The black petrel is classified under the DOC Threat Classification System as Nationally Vulnerable and by the International Union for Conservation of Nature or IUCN Red list: Vulnerable. Land-based population research at their breeding colonies since 1995 indicates the species is declining at a rate of at least 1.4% per year. At current survival rates, a fledged bird has a 1 in 20 chance of reaching breeding age (4+ years) and must breed 20 times successfully just to replace the current population.

While at sea, black petrels are caught by commercial and recreational fishers both in New Zealand and overseas. Ministry of Fisheries research shows the black petrel is the most at-risk seabird in New Zealand from commercial fishing, estimating that between 725 and 1524 birds may have been killed each year in the period 2003 to 2009.

▶ [Source data]:
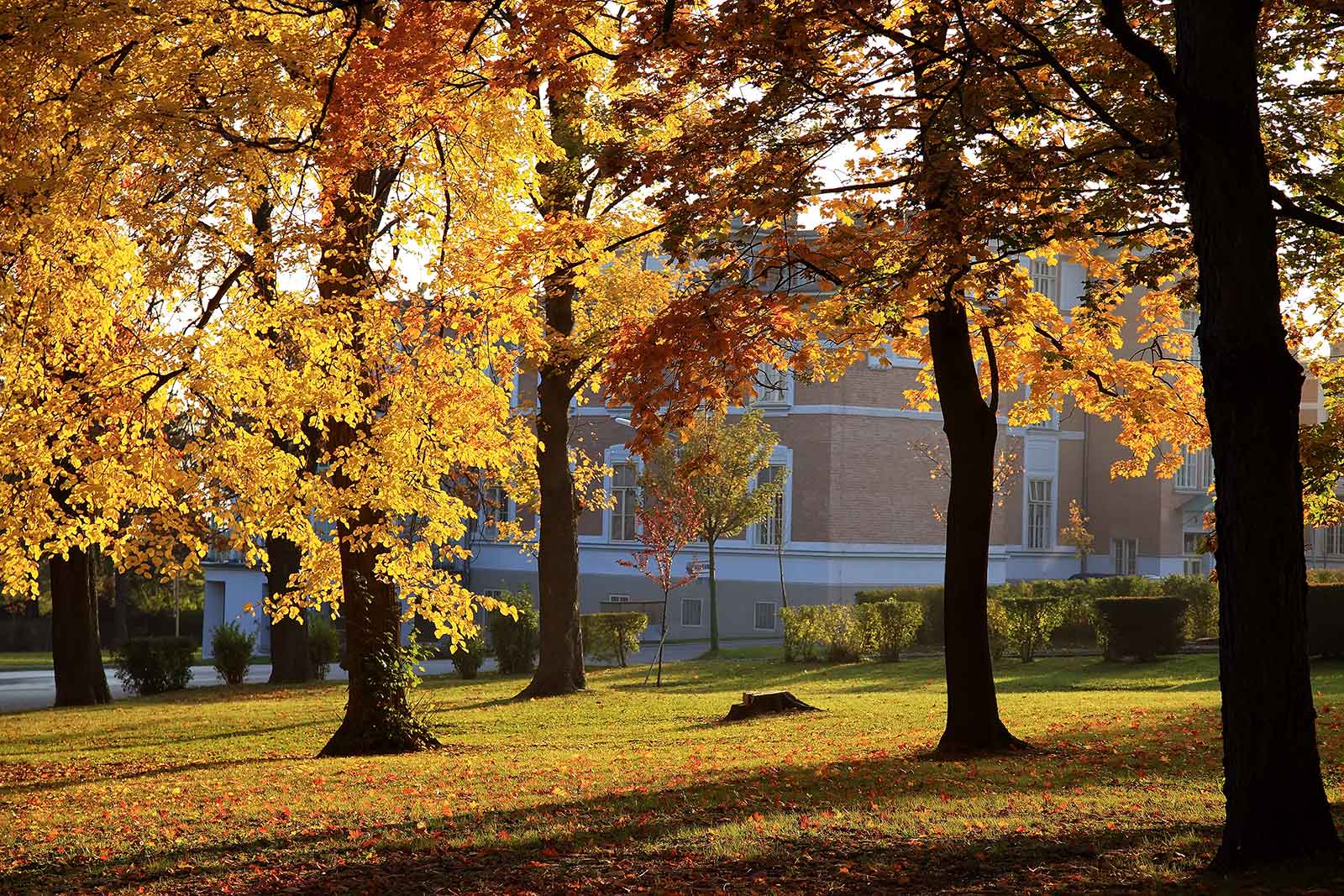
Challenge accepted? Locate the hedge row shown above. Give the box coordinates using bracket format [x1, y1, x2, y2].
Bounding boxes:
[855, 572, 1220, 647]
[780, 600, 923, 663]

▶ [Task goal]:
Reproduce verbatim the part of the black petrel passage that begins at the words "While at sea, black" and stops after the words "2003 to 2009.".

▶ [Result of this task]:
While at sea, black petrels are caught by commercial and recreational fishers both in New Zealand and overseas. Ministry of Fisheries research shows the black petrel is the most at-risk seabird in New Zealand from commercial fishing, estimating that between 725 and 1524 birds may have been killed each year in the period 2003 to 2009.